Start of INFORMATION PROVIDED

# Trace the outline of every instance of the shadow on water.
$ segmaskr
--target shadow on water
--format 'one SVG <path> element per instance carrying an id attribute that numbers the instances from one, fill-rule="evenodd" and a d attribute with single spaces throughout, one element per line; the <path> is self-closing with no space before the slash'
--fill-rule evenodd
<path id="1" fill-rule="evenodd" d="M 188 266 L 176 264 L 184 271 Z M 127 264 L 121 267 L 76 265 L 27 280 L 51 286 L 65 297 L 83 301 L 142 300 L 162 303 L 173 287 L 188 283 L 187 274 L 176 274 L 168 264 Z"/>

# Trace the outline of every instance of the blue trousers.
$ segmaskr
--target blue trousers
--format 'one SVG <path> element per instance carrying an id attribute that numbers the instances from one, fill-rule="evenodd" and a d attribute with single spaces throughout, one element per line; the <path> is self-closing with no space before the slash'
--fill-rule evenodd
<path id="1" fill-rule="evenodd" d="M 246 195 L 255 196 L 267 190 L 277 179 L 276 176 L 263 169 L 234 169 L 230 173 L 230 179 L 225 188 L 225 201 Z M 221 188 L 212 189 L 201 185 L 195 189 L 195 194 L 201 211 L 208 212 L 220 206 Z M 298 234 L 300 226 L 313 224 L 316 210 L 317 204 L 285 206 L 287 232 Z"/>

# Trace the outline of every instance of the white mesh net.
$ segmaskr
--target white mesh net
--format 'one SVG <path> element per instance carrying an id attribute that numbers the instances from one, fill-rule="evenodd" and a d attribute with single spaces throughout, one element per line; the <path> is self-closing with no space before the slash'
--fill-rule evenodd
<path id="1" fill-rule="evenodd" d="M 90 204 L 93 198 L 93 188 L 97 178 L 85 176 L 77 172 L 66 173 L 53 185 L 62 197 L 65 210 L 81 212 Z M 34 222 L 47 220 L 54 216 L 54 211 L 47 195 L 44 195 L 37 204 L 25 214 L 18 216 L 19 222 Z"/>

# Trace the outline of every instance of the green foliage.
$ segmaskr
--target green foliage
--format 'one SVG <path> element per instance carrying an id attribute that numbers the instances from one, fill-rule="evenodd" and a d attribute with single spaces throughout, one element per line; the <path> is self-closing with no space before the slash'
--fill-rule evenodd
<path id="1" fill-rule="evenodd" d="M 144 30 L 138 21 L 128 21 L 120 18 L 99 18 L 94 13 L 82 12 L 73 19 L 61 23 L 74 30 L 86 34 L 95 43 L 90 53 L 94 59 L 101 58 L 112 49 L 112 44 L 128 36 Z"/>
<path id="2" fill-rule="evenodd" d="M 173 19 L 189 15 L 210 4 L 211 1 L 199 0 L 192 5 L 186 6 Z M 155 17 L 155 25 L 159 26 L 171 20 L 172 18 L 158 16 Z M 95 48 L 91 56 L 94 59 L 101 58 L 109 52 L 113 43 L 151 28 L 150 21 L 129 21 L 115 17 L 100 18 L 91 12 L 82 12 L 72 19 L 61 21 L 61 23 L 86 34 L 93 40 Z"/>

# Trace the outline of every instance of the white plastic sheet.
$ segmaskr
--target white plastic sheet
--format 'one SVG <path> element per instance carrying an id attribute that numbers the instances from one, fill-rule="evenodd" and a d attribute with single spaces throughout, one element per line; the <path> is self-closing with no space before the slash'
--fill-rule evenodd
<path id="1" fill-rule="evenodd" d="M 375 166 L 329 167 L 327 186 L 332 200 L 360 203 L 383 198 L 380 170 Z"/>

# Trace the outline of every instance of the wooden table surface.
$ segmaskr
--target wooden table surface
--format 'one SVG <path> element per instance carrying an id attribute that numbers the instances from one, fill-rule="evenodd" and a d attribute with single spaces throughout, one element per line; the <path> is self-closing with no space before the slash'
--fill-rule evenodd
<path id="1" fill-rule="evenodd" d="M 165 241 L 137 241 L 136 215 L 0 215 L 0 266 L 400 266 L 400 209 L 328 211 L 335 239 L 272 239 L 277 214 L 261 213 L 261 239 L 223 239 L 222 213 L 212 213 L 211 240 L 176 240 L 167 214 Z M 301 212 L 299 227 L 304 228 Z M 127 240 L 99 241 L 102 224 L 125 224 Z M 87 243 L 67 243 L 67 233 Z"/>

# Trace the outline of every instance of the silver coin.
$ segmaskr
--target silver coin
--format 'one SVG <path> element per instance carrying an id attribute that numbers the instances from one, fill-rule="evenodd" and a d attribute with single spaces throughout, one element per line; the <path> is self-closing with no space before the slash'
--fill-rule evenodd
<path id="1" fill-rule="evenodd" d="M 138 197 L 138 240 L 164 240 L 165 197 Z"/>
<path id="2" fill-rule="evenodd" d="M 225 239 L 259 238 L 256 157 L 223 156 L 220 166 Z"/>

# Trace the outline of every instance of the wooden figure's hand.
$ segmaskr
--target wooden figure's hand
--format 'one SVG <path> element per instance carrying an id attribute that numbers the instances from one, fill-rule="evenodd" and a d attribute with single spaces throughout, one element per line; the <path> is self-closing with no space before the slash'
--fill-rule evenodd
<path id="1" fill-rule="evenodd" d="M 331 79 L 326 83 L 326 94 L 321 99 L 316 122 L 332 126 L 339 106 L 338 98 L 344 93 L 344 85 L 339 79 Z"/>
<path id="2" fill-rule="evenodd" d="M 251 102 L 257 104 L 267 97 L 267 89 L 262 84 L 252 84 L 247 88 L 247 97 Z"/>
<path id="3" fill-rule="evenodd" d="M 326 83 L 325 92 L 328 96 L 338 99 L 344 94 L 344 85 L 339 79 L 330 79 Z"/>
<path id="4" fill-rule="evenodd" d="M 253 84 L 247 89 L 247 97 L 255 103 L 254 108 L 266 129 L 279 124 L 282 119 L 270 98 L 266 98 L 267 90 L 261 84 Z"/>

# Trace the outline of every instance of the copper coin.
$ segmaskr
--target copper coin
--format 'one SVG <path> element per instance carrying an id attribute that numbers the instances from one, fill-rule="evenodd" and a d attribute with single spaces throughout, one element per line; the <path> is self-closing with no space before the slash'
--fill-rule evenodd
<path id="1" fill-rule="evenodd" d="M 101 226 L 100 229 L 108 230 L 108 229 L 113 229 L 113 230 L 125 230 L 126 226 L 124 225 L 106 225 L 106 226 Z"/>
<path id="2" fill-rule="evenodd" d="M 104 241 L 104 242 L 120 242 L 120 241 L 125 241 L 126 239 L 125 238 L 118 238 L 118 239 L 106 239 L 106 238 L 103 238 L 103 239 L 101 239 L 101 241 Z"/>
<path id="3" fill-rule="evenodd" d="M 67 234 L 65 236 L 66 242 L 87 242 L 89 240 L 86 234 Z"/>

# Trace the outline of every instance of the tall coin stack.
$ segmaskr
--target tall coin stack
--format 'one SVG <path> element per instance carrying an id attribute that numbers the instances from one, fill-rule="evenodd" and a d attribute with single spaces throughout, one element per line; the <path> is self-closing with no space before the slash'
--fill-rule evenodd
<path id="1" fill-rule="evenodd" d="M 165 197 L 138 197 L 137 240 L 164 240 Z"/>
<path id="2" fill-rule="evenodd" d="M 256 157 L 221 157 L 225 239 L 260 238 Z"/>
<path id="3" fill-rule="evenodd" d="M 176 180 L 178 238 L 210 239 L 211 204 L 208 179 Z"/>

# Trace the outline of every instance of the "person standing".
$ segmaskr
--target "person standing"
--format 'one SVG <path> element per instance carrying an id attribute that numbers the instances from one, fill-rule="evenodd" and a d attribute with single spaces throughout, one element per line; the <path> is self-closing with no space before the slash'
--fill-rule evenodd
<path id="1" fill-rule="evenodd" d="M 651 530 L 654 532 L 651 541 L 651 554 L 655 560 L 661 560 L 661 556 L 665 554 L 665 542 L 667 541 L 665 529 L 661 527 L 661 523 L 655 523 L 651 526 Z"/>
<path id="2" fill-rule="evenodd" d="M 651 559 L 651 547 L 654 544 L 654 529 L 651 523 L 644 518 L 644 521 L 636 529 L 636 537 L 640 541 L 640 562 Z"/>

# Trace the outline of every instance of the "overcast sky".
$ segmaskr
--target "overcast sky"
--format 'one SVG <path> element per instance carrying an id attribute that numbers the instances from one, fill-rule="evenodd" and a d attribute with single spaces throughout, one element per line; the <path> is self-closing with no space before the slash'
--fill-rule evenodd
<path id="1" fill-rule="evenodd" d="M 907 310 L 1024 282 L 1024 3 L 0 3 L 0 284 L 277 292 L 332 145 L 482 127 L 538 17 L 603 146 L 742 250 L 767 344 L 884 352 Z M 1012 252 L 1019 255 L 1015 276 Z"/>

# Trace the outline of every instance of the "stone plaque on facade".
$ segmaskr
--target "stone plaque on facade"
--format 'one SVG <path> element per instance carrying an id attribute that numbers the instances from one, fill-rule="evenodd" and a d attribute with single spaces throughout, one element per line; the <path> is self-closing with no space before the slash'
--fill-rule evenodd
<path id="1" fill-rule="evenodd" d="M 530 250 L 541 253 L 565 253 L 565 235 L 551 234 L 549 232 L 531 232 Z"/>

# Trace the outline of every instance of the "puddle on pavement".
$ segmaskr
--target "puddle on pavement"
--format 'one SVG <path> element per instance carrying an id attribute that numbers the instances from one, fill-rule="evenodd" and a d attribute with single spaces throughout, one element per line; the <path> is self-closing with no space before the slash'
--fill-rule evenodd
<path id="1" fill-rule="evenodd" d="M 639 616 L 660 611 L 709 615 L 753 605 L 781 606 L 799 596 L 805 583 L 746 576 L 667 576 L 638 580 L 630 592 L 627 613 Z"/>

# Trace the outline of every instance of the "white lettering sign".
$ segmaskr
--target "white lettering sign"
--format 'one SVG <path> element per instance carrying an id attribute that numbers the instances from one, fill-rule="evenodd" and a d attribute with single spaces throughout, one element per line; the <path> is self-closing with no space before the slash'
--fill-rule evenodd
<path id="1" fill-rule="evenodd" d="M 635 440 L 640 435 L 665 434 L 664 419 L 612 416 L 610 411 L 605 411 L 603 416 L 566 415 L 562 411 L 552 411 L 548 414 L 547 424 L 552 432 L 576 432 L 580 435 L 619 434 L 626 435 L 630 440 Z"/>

End of INFORMATION PROVIDED

TASK OBJECTIVE – The answer must consist of every line from the entries above that contains the string "overcast".

YOUR RESPONSE –
# Trace the outline of every instance of the "overcast sky".
--target "overcast sky"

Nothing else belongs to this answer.